_Records to use_
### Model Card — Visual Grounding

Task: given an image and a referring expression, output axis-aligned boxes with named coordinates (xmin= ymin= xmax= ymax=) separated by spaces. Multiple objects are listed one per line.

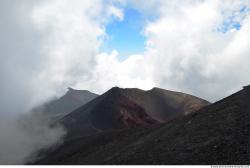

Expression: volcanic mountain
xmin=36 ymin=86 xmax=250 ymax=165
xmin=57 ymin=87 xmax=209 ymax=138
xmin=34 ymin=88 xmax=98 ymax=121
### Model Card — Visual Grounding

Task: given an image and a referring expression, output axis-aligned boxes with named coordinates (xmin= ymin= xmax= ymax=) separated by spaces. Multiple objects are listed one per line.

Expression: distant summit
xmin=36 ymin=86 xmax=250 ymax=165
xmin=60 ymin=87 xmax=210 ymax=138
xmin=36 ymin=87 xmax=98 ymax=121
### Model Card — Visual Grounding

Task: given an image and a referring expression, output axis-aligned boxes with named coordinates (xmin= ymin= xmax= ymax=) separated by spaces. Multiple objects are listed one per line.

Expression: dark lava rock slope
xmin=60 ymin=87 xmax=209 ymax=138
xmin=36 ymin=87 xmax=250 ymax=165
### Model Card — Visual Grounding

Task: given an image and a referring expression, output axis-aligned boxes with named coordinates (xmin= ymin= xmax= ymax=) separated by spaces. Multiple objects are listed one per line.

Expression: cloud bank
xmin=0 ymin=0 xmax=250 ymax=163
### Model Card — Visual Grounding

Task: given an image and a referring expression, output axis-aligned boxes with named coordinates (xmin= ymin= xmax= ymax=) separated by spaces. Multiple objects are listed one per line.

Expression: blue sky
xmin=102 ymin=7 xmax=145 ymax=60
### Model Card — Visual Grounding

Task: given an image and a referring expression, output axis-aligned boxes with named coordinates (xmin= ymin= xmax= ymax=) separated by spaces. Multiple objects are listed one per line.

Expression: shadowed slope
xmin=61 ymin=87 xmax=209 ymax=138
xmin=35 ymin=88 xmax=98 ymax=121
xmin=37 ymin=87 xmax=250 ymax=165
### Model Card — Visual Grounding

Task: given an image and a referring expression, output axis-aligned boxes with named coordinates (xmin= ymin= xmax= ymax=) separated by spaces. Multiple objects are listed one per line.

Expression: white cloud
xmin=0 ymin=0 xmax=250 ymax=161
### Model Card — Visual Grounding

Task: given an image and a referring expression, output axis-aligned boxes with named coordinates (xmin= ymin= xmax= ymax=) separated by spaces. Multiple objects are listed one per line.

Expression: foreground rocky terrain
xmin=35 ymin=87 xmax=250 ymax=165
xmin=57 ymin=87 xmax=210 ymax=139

--

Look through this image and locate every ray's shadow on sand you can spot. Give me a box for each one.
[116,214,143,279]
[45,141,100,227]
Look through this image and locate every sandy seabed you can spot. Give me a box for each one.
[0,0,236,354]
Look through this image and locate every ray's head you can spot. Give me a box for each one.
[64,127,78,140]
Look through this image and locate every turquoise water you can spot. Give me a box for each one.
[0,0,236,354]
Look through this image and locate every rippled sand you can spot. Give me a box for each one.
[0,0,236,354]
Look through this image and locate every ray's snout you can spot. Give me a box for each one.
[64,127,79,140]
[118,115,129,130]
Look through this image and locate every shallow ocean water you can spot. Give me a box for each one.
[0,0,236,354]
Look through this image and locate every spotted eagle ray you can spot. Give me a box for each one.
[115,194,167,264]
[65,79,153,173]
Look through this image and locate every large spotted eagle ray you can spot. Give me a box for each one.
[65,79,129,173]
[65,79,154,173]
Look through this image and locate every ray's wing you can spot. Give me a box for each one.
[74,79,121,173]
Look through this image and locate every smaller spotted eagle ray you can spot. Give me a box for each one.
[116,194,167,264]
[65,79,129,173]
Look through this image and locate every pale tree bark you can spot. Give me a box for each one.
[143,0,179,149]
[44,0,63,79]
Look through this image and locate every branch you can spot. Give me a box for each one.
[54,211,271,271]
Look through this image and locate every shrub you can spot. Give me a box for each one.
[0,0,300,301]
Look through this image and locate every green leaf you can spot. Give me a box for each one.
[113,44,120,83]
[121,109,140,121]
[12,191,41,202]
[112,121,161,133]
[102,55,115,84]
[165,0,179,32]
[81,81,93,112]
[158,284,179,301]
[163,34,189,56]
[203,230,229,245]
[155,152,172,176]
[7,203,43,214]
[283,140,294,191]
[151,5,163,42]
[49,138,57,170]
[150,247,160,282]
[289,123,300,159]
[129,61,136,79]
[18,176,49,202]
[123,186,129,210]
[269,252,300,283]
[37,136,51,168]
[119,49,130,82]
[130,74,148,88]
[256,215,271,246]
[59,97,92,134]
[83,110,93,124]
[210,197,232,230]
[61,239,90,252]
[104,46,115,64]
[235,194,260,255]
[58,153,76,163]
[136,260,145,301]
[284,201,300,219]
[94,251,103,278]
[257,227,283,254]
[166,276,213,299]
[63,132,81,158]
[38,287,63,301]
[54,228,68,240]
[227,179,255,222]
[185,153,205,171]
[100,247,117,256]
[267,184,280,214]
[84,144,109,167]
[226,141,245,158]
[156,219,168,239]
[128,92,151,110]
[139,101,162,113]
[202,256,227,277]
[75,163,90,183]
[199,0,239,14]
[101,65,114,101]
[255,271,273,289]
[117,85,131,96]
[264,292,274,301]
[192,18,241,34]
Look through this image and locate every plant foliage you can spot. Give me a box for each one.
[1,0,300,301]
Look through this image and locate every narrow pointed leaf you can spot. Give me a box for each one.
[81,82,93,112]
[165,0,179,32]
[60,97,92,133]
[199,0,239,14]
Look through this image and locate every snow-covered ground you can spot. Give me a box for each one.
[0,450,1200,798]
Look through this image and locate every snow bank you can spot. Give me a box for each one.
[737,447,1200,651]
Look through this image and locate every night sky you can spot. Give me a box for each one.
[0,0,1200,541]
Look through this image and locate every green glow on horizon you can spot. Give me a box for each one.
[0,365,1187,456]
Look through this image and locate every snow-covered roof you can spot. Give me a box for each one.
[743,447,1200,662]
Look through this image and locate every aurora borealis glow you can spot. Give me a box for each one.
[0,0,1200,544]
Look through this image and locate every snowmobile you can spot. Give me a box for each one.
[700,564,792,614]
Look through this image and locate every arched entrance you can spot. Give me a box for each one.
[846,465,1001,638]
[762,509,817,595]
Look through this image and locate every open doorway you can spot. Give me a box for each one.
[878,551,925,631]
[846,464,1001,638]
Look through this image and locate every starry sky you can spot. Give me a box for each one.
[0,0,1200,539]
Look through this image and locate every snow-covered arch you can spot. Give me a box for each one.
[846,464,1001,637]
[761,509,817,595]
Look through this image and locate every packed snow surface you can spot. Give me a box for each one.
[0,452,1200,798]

_Work required_
Render part of the data above as a Markdown table with two columns, Row and Line. Begin at the line that contains "Look through this image and locate every ray's head", stop after the line that contains "[0,0,300,301]", and number each non-blank line in order.

_Complete output_
| Row | Line |
|---|---|
| 1 | Look through this image and locate every ray's head you can spot. Give me a box for each one. |
| 2 | [64,127,78,140] |
| 3 | Look through this image and locate every turquoise water you can spot. Give me a box for each one. |
| 4 | [0,0,236,354] |
| 5 | Look through this image and locate every rippled sand you can spot. Give me a box for each one. |
| 6 | [0,0,236,354] |
| 7 | Look through this image and locate every ray's snout you can spot. Give me a box for each one. |
| 8 | [64,127,79,140] |
| 9 | [118,115,129,130] |
| 10 | Look through this image and locate every shallow ocean water you can spot. Give me a box for each one. |
| 11 | [0,0,236,354] |
| 12 | Look through this image and locate every spotted eagle ray you can spot. Give me a box for each one. |
| 13 | [115,194,167,264] |
| 14 | [65,79,153,173] |
| 15 | Look through this image and locate every large spotted eagle ray you can spot. Give me a box for each one. |
| 16 | [65,79,129,173] |
| 17 | [65,79,154,173] |
| 18 | Look through this image and locate every ray's wing you can spot. Give me a box for each one. |
| 19 | [74,79,121,173] |
| 20 | Look through this image and locate every smaller spotted eagle ray you can spot. Give me a box for each one. |
| 21 | [116,194,167,264] |
| 22 | [65,79,129,173] |
| 23 | Look through this image and locate every pale tree bark you can spot. Give me a box for each one. |
| 24 | [143,0,179,149] |
| 25 | [44,0,63,79] |
| 26 | Look through this image and locate every branch you can spot. Give me a box for each one. |
| 27 | [54,211,271,271] |
| 28 | Look through this image and locate every shrub you can spot. Give me a box for each one. |
| 29 | [0,0,300,301] |